WORK REQUIRED: Count the lines in the data below holding the string "rider" and write the total by itself.

** DATA FOR ANALYSIS follows **

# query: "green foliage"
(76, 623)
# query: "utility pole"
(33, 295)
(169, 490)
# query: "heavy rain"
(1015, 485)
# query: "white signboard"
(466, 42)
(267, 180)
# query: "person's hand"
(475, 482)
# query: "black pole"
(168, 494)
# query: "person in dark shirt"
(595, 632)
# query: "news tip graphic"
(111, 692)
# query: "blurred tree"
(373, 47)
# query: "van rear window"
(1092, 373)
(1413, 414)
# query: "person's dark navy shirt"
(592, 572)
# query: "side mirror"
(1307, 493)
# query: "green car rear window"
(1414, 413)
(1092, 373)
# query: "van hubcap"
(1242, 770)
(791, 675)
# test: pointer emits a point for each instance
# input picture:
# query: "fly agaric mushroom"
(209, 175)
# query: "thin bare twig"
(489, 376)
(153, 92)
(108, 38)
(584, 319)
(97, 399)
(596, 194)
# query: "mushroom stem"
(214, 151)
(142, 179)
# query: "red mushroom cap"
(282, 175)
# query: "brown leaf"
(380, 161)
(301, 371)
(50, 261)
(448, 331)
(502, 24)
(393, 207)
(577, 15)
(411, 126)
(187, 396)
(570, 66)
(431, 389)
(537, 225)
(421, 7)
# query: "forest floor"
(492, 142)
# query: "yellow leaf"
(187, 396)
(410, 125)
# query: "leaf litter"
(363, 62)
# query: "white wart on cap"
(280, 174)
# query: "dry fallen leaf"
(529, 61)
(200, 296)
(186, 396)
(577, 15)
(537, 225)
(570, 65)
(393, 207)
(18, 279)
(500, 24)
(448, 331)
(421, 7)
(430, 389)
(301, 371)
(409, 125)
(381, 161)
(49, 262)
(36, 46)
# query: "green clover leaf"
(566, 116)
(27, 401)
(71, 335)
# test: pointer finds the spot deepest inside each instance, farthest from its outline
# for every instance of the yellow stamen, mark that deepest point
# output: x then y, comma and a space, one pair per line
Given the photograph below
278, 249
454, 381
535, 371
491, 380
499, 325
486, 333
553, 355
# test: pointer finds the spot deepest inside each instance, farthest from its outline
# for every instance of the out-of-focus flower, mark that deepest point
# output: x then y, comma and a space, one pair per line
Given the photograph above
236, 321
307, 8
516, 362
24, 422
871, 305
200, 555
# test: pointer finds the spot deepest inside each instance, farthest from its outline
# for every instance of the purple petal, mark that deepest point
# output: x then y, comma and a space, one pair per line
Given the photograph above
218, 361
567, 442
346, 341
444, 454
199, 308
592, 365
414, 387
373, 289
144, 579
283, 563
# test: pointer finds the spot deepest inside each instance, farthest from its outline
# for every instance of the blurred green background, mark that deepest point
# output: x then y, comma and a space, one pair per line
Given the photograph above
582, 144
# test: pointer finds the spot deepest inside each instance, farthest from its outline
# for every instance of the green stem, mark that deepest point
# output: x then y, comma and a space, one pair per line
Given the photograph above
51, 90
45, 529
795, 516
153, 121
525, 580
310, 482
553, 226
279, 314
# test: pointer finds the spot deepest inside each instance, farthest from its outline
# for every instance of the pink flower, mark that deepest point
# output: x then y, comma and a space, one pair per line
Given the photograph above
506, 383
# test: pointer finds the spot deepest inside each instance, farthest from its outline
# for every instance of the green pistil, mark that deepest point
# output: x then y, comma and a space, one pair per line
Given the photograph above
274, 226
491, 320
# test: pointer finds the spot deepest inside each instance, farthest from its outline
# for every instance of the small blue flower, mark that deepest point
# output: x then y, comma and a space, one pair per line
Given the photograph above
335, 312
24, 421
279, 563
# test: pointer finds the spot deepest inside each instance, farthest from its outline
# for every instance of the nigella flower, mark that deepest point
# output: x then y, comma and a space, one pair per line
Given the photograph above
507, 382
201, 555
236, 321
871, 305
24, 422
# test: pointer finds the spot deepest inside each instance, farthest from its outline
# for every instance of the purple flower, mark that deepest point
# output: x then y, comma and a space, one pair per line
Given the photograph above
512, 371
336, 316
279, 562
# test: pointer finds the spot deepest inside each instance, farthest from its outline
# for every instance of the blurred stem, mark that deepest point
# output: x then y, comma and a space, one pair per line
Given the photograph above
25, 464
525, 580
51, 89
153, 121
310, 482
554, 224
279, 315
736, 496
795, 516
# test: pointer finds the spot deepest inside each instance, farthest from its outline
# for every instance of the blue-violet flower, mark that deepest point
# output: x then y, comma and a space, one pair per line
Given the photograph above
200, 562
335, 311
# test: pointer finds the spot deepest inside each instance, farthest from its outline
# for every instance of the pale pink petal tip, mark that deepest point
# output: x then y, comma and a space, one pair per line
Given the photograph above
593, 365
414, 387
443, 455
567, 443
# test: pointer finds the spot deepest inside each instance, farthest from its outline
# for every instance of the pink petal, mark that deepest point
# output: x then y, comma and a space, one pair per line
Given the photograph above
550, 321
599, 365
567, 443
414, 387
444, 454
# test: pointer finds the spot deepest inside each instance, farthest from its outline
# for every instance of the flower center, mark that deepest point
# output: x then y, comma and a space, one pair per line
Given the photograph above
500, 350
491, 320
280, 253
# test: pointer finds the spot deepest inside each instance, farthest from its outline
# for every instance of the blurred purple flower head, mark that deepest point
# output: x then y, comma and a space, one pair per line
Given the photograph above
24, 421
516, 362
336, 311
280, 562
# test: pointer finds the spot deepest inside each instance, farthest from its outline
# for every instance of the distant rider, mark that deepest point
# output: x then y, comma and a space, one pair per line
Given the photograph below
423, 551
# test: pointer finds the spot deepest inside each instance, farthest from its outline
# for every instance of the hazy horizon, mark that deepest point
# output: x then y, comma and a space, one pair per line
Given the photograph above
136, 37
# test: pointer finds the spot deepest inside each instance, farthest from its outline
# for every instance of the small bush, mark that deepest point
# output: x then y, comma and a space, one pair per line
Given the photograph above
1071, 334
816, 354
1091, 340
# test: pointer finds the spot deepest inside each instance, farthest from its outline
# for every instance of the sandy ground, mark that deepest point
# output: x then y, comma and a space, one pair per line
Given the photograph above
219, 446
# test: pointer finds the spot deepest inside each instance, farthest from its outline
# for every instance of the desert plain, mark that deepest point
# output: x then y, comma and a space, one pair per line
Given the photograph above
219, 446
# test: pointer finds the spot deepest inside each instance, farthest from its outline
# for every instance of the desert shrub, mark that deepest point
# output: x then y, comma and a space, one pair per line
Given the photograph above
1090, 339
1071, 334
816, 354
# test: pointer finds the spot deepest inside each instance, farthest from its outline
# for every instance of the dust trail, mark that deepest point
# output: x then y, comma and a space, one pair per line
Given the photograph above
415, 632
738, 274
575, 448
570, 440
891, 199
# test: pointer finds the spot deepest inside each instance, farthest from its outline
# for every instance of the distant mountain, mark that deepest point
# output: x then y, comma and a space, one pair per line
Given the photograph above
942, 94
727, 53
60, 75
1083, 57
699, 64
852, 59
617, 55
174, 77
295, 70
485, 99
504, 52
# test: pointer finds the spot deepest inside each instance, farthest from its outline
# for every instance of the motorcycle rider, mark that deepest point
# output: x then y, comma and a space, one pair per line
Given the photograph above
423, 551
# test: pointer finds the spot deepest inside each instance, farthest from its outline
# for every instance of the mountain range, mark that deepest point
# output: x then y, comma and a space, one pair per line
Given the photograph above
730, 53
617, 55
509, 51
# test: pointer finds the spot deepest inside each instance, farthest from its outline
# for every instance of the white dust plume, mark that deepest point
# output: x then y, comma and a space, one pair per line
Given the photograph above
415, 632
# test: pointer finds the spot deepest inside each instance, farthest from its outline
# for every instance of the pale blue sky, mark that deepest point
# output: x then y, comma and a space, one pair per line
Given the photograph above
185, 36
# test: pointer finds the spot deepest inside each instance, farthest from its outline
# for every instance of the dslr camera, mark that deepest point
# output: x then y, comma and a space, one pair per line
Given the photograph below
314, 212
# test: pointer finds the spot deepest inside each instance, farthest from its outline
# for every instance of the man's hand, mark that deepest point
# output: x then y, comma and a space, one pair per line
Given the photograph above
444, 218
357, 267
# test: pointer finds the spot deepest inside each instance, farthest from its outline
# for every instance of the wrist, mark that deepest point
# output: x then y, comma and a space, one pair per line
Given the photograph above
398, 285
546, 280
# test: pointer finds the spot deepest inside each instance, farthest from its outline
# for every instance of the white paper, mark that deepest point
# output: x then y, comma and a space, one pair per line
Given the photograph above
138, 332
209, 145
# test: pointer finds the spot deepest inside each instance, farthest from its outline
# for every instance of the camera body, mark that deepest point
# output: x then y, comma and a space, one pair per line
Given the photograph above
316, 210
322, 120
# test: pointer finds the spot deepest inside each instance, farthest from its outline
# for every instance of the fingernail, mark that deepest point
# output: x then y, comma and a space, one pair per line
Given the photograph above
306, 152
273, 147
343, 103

** End of DATA FOR ANALYSIS **

EXERCISE SOLUTION: 2